TASKS:
1. Using the passage about the plays below, mark each statement yes or no and quote the words that decide it.
(a) Clybourne Park is set in 1959 and 2009.
(b) The writer found reading 4.48 Psychosis easy.
(c) The lines of 4.48 Psychosis hold the promise of hope.
2. According to the passage about the plays below, who wrote Clybourne Park?
3. Take the passage about the plays below further, continuing from its last sentence.

SOURCE PASSAGE Start Marker

During class, Professor also recommended the Pulitzer Prize-winning play Clybourne Park by Bruce Norris which is set in 1959 and 2009 and follows the story of the white couple from whom Lena purchases the house. And it seemed that this is how great literature lives on, passing the torch from one book to another, illuminating minds with fresher insights across the years.
“This is not a world in which I wish to live.”
Sarah Kane, 4.48 Psychosis
The play could be condensed to this one line which could be a powerful epigraph to the writer, as much as the play itself is. Reading 4.48 Psychosis was painful, knowing that Sarah Kane intended this to be a suicide note. Depression is not an easy topic to read about, even when it is portrayed in compelling formal prose as in The Bell Jar. This play is an open window into the mind of a brilliant writer whose depression has reached a point of no return. The dark lines of the narrative which are often split and fragmented as her thoughts, are beautiful but do not hold the promise of hope for life between their lines.

SOURCE PASSAGE End Marker
ENTRIES SUPPLIED Start Marker

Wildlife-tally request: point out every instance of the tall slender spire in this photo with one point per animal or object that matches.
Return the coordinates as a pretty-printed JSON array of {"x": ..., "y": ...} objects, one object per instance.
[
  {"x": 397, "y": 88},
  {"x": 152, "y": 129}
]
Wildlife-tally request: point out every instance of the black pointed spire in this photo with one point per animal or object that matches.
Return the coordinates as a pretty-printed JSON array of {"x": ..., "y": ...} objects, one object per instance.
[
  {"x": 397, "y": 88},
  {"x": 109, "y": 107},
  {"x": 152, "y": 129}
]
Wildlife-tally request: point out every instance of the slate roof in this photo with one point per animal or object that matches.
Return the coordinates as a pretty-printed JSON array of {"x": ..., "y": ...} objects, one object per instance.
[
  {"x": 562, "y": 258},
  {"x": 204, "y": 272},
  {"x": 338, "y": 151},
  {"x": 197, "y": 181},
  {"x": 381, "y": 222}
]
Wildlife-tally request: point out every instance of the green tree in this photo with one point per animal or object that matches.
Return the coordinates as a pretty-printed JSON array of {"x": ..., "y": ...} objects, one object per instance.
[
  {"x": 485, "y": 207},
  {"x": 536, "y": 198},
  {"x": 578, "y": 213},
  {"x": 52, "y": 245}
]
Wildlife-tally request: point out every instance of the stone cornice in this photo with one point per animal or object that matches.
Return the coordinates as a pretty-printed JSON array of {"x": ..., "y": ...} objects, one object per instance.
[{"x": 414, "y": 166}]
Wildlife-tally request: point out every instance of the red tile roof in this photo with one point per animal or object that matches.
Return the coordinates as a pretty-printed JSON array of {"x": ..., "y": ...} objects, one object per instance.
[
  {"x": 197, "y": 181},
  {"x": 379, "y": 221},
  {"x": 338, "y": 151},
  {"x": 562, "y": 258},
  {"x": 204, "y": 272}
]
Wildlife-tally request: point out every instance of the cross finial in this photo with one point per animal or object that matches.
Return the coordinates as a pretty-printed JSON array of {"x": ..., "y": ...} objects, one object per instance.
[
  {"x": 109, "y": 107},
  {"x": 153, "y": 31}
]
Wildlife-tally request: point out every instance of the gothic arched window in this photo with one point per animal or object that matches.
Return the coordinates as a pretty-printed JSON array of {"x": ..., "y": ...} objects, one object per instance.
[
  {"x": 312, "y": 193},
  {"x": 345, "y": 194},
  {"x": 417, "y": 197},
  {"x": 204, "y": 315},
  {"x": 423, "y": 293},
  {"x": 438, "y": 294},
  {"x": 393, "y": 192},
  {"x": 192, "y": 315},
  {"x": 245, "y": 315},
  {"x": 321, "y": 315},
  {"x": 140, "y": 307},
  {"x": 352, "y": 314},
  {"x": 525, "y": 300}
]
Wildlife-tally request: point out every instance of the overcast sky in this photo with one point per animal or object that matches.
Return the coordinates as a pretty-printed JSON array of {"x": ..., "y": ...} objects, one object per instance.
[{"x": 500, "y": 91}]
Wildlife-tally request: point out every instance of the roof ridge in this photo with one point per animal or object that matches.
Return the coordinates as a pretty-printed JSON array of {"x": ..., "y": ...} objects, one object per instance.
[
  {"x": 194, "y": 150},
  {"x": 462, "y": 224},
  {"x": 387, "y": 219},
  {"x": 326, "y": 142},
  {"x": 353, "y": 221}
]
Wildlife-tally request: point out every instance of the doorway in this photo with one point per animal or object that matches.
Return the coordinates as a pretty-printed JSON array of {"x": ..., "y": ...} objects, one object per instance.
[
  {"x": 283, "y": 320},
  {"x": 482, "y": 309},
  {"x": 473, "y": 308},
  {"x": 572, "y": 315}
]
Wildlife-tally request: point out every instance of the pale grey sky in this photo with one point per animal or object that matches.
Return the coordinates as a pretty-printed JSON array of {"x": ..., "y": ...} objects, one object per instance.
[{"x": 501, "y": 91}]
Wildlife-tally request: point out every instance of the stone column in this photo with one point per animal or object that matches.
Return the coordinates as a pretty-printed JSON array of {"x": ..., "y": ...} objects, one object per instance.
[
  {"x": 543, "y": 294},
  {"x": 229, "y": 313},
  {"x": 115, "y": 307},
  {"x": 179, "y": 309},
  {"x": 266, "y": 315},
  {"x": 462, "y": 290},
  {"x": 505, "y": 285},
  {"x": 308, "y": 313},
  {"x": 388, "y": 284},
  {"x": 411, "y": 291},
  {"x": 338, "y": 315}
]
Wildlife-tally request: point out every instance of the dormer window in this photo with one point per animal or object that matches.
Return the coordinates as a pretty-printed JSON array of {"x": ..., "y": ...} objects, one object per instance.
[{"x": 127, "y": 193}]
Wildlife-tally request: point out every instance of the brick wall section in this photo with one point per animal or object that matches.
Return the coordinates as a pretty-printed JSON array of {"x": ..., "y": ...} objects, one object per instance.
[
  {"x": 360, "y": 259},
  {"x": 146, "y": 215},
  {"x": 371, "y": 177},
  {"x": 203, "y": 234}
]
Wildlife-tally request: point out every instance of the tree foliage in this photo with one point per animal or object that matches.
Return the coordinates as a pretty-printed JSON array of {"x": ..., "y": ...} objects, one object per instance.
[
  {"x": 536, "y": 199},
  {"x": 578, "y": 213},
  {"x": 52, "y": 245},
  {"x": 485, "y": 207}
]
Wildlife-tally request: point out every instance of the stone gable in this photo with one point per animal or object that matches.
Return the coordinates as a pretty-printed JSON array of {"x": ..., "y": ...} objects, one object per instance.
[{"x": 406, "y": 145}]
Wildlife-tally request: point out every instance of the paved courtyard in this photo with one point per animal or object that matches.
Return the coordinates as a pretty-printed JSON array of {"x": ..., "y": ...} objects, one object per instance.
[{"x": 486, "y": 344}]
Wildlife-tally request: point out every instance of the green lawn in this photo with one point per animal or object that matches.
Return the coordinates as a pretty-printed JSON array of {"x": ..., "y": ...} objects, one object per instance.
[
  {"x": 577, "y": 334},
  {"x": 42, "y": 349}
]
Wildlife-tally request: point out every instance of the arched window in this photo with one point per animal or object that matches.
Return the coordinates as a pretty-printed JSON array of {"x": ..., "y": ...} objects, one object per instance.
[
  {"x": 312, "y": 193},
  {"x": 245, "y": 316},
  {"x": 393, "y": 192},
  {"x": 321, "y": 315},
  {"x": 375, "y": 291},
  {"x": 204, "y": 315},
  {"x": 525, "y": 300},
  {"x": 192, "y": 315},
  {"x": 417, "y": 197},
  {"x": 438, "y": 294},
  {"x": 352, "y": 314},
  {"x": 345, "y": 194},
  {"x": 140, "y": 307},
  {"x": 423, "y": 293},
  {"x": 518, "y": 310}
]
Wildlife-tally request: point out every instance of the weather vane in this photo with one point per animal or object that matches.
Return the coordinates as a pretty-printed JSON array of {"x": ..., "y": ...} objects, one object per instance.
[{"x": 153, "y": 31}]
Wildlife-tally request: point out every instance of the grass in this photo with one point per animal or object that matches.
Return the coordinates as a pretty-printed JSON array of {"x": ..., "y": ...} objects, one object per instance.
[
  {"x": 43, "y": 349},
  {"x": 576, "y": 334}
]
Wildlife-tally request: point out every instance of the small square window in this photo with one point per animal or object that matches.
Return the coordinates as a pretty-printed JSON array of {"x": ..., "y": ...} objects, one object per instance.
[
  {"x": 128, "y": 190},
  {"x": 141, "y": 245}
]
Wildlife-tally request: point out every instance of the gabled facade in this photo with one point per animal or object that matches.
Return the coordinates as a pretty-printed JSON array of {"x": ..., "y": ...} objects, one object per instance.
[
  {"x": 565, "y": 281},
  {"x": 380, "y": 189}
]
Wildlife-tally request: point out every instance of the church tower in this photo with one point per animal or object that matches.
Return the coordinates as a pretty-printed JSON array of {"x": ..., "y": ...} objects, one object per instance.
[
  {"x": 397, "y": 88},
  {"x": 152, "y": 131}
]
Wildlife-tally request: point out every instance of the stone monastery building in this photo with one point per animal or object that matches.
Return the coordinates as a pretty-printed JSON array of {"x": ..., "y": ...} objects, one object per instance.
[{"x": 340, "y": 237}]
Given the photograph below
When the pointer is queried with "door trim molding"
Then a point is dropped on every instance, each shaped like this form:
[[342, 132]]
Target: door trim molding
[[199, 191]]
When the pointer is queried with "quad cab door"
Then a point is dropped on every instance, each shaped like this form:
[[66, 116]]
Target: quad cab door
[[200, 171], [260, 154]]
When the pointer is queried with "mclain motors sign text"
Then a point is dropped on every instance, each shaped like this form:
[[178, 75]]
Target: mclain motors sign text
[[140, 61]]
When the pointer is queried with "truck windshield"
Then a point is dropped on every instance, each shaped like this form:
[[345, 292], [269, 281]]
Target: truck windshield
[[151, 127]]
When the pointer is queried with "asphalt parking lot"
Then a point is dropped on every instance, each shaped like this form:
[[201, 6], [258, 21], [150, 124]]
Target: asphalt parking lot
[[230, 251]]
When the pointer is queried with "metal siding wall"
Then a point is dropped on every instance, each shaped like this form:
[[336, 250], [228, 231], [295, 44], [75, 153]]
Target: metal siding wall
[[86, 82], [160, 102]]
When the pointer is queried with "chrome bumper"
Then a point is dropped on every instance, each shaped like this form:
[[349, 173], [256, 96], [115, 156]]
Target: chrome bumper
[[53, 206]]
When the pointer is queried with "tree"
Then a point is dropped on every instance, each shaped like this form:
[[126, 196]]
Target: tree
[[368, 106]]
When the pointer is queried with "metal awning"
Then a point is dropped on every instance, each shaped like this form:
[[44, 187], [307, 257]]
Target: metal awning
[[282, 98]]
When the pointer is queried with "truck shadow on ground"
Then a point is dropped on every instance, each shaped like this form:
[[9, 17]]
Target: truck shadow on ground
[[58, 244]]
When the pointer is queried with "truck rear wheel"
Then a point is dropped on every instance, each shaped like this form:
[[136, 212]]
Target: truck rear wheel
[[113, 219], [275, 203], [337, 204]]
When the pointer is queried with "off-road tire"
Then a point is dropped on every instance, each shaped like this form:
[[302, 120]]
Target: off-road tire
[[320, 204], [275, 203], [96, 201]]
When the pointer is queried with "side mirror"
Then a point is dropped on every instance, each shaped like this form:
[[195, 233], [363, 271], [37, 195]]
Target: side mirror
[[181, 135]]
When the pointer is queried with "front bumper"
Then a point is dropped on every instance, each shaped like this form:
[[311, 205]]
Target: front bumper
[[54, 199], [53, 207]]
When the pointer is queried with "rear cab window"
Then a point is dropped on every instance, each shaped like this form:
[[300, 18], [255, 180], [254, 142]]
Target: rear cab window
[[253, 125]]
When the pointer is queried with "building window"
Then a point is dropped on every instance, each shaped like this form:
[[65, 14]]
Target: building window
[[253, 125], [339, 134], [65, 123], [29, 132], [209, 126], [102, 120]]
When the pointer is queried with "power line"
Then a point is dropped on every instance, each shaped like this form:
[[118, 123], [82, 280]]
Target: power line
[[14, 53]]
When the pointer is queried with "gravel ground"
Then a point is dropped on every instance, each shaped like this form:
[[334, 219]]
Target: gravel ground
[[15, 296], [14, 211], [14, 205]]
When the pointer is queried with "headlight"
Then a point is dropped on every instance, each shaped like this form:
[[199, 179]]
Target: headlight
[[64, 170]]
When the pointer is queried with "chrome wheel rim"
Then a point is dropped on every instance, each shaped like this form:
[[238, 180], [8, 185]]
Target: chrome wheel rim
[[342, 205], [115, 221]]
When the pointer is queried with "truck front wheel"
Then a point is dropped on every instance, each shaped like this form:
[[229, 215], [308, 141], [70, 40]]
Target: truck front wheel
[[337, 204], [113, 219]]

ENTRIES SUPPLIED End Marker

ANSWERS FOR EACH ITEM:
1.
(a) Yes: "which is set in 1959 and 2009"
(b) No: "Reading 4.48 Psychosis was painful"
(c) No: "do not hold the promise of hope for life between their lines"

2. Bruce Norris

3.
“After 4.48 I shall not speak again… / I have been dead for a long time / Back to my roots / I sing without hope on the boundary”, she says, and “Fuck you for rejecting me by never being there, fuck you for making me feel shit about myself, fuck you for bleeding the fucking love and life out of me, fuck my father for fucking up my life for good and fuck my mother for not leaving him, but most of all, fuck you God for making me love a person who does not exist”.
There is a tirade against the doctors who failed to treat her except with ‘chemical cures for congenital anguish’: “Inscrutable doctors, sensible doctors, way-out doctors, doctors you’d think were fucking patients if you weren’t shown proof otherwise, ask the same questions, put words in my mouth…Who lied. And said it was nice to see me. I trusted you, I loved you, and it’s not losing you that hurts me, but your bare-faced fucking falsehoods that masquerade as medical notes.
Your truth, your lies, not mine.”
The experimental structure with numbers and words scattered around at random and the uneven spaces between words, sentences, and pages reflect the writer’s mind. The play’s form complements the theme and the content, and the random spaces align themselves between the words into an unbearably sad harmony.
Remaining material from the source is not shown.